■ Supplied text:
+ + + + + + +
On another note from the same score, my honeysuckle is sputtering along. I do not remember the name of this one, probably because I never talk about it -because it never does well. I bought it from the BBG plant sale when I first planted my front yard and think its a N.A. native. Beautiful flowers and attractive blue-green leaves, but the plant seems to dislike full sun against a wall. It suffers from mildew every year, drops leaves and sporadically develops flowers like those above. Despite this, it sends out new shoots every year, and doesn't succumb to frost until quite late. If it weren't entangled with my New Dawn rose and a clematis, I'd dig it out and find a better home for it.

Wednesday, September 9, 2009

Trumpet It Does



Trumpet Vine, Campsis radicans, spotted growing on a dying maple. I never noticed it before, but the other day while waiting on a dryer at the laundromat, I saw through the window this intense scarlet across the intersection. It was afternoon, flowers glowing in the red wavelengths of late day sun. I photographed this the next morning, in the shade of the remaining strong branch of maple.

Trumpet Vine is one of those native non-natives. Its home region is in the southeastern states. It'll grow throughout the Northeast however, and certainly takes well to the heat of NYC. It's aggressive, can strangle other plants, and can take a hacking. This maple was already a goner, so its smothering act is well appreciated on this corner. Plant with yearly hacking in mind!
+ + + + + + +
■ Written request A:
Answer these from the text on the honeysuckle and trumpet vine:
(i) Where was the honeysuckle bought?
(ii) What scientific name is given for Trumpet Vine?
(iii) Which region is named as Trumpet Vine's home?

■ Material for this exercise:
+ + + + + + +
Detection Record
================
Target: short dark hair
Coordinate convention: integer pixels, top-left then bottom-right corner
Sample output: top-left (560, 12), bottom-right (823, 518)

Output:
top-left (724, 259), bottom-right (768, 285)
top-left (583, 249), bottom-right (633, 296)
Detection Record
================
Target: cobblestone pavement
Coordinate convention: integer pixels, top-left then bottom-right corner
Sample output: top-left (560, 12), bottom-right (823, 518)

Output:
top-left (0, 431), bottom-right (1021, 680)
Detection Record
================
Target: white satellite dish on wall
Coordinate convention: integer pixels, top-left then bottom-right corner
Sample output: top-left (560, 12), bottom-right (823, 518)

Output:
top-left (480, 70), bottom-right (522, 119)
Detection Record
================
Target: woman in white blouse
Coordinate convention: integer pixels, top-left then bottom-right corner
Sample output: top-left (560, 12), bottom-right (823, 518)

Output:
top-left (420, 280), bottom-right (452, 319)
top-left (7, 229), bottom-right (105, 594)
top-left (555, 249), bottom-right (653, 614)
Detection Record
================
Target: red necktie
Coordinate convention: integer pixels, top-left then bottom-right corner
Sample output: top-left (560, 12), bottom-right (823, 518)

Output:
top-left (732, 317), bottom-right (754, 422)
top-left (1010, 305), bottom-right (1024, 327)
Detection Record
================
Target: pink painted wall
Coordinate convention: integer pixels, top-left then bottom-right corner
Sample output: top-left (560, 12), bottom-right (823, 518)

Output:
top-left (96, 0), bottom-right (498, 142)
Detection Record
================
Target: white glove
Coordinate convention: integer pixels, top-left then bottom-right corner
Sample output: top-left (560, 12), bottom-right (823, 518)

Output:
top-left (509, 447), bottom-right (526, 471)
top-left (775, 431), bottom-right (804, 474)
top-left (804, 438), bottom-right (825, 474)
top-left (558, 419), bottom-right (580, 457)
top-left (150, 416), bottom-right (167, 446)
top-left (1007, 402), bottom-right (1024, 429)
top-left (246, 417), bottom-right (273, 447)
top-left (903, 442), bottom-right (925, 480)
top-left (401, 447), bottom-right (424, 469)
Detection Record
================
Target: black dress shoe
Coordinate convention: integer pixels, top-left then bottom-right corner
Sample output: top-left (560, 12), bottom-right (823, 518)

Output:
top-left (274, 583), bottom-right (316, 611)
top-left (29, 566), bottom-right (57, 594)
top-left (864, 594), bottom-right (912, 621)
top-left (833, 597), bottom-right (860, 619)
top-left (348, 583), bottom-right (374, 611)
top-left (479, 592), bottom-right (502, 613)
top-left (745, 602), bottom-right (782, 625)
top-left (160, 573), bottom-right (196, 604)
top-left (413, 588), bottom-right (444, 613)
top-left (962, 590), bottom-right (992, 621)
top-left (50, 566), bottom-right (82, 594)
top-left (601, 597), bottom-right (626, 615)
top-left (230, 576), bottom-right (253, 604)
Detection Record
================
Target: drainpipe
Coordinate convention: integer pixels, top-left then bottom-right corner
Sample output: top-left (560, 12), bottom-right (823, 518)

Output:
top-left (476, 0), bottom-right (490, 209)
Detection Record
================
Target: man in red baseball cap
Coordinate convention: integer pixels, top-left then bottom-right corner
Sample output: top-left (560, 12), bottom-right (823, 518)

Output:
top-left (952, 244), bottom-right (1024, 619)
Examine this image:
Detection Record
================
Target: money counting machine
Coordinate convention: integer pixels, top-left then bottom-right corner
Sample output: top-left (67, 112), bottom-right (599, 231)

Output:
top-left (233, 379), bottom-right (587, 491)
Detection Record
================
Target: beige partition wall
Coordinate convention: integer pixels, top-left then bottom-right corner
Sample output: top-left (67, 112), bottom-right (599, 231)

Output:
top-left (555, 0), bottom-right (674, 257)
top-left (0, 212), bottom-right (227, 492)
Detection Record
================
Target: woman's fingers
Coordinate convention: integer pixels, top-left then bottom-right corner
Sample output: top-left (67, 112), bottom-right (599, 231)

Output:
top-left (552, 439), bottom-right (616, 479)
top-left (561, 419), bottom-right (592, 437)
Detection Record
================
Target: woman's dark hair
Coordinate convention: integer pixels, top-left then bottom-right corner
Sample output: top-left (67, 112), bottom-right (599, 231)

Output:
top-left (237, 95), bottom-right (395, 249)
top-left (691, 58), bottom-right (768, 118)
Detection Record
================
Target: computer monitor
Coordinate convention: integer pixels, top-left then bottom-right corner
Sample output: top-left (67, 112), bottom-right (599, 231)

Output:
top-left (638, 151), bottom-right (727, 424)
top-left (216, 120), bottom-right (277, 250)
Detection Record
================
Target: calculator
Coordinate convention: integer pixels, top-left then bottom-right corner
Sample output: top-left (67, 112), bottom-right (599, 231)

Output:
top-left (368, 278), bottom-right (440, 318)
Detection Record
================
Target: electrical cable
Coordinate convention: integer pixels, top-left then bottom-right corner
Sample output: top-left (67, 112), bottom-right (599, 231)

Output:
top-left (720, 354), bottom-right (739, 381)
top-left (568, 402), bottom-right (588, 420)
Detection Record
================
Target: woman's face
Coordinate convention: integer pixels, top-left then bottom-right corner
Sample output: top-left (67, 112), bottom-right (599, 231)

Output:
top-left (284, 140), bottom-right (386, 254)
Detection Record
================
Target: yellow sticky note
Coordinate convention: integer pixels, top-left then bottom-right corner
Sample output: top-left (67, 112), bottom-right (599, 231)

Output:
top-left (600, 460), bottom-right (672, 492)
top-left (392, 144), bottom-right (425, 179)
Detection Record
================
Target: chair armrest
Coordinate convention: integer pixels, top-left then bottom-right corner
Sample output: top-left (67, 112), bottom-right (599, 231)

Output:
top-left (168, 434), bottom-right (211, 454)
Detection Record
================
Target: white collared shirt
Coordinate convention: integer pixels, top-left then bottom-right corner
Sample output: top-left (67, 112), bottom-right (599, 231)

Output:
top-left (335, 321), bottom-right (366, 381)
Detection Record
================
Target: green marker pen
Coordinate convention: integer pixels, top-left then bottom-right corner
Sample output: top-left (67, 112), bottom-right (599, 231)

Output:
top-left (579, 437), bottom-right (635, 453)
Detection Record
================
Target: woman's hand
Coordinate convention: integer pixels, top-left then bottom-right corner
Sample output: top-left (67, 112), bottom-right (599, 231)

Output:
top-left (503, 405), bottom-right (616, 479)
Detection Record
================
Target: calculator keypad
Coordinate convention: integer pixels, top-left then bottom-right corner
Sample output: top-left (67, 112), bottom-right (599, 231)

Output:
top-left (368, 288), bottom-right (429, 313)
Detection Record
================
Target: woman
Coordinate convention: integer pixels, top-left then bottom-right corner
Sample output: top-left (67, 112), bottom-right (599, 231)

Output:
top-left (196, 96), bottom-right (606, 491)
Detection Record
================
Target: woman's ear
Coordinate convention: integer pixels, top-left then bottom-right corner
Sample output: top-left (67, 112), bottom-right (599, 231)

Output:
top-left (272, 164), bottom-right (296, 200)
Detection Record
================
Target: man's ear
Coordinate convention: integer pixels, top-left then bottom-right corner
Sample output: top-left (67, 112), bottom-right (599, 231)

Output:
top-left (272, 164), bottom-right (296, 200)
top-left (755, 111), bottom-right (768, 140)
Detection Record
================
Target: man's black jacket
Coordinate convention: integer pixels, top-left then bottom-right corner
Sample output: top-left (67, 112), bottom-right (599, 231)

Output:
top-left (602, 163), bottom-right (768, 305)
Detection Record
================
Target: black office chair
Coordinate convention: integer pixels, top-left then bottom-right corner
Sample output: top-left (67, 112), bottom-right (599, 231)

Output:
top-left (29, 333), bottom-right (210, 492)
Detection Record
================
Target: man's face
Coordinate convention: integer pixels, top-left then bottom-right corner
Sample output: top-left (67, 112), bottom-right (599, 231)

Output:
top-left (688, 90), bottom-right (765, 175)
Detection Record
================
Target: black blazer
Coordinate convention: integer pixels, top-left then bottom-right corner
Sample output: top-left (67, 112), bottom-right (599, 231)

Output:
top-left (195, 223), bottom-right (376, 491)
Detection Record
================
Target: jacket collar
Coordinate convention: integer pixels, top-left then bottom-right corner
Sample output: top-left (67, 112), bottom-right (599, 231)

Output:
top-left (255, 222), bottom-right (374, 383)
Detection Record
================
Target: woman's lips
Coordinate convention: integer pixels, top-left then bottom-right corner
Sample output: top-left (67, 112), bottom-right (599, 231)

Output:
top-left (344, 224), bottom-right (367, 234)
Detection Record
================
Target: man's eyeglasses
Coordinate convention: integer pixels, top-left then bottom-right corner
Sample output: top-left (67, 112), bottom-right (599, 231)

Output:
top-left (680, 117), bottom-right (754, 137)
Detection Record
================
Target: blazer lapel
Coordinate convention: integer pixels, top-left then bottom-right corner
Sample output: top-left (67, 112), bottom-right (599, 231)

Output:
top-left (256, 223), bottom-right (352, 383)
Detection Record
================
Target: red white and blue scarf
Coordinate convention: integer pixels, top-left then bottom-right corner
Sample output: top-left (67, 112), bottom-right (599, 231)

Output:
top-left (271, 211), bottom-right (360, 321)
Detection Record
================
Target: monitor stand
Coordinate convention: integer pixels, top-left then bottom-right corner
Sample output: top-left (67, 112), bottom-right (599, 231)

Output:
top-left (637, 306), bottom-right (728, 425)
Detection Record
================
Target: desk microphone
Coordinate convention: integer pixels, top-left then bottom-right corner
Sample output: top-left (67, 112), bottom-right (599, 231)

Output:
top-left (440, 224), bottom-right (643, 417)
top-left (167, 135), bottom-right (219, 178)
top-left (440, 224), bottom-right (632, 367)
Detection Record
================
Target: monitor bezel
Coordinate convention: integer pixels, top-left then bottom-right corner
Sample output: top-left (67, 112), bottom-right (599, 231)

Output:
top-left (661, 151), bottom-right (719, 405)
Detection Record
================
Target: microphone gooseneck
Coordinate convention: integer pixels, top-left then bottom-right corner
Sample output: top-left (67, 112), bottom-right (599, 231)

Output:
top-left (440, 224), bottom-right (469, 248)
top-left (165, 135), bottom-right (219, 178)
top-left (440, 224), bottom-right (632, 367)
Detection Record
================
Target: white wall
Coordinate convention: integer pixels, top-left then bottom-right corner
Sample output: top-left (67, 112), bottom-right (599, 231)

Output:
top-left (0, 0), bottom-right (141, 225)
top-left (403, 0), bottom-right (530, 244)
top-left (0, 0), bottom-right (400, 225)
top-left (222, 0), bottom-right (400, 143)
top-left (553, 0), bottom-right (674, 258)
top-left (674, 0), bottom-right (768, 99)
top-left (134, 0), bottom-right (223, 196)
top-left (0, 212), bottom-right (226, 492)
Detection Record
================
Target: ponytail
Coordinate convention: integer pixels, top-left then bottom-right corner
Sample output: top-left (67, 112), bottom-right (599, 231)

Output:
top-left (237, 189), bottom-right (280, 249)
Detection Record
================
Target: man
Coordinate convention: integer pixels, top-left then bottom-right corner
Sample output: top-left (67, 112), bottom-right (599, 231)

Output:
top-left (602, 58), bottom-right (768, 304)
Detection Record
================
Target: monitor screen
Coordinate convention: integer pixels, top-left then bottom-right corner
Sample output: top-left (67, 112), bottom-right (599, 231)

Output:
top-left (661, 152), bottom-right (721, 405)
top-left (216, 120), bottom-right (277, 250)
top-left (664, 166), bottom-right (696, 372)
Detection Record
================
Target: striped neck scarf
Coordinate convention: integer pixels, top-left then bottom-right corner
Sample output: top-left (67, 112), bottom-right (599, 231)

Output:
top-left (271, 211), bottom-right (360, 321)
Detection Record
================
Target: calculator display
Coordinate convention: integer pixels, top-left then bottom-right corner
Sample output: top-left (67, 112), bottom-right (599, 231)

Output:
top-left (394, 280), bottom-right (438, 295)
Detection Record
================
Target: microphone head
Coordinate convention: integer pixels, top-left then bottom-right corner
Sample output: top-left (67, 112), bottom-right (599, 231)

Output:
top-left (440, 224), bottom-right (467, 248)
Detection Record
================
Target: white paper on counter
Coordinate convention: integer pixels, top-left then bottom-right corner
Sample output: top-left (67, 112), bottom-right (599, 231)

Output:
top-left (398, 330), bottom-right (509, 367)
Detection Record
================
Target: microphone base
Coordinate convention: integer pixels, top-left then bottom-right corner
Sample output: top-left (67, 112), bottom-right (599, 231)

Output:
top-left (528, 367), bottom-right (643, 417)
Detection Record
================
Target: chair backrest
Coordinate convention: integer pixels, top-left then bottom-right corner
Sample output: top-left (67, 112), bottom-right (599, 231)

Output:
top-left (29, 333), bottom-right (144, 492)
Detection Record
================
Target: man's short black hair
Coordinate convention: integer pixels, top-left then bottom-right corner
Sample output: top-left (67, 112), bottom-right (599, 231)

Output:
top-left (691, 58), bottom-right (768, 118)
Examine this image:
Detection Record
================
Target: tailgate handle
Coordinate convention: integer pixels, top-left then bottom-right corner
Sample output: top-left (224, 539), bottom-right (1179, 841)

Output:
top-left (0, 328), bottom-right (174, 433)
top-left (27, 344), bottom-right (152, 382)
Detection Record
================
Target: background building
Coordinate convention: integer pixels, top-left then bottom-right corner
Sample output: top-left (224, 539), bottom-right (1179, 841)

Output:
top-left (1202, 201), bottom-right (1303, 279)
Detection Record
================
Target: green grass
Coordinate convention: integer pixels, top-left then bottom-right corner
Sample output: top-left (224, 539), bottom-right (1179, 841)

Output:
+ + + + + + +
■ Written request B: Reproduce the listing verbatim, starting at its first line and ending at the line that contains "top-left (96, 0), bottom-right (498, 142)", with both of those lines included.

■ Complete answer A:
(i) At the BBG plant sale.
(ii) Campsis radicans.
(iii) The southeastern states.

■ Complete answer B:
Detection Record
================
Target: short dark hair
Coordinate convention: integer pixels, top-left then bottom-right corner
Sample output: top-left (560, 12), bottom-right (823, 518)

Output:
top-left (724, 259), bottom-right (768, 285)
top-left (583, 249), bottom-right (633, 296)
Detection Record
================
Target: cobblestone pavement
Coordinate convention: integer pixels, top-left then bottom-right corner
Sample output: top-left (560, 12), bottom-right (823, 518)

Output:
top-left (0, 431), bottom-right (1021, 680)
Detection Record
================
Target: white satellite dish on wall
Coordinate convention: integer pixels, top-left then bottom-right corner
Sample output: top-left (560, 12), bottom-right (823, 518)

Output:
top-left (480, 70), bottom-right (522, 119)
Detection Record
================
Target: woman in white blouse
Coordinate convention: integer pixels, top-left then bottom-right corner
Sample output: top-left (560, 12), bottom-right (823, 518)

Output:
top-left (420, 280), bottom-right (452, 319)
top-left (7, 229), bottom-right (105, 594)
top-left (555, 249), bottom-right (653, 614)
Detection Record
================
Target: red necktie
Coordinate convention: integer pixels, top-left then bottom-right corner
Sample output: top-left (560, 12), bottom-right (823, 518)

Output:
top-left (732, 317), bottom-right (754, 422)
top-left (1010, 305), bottom-right (1024, 327)
Detection Record
================
Target: pink painted wall
Coordinate convention: integer pixels, top-left then bottom-right corner
Sample output: top-left (560, 12), bottom-right (823, 518)

Output:
top-left (96, 0), bottom-right (498, 142)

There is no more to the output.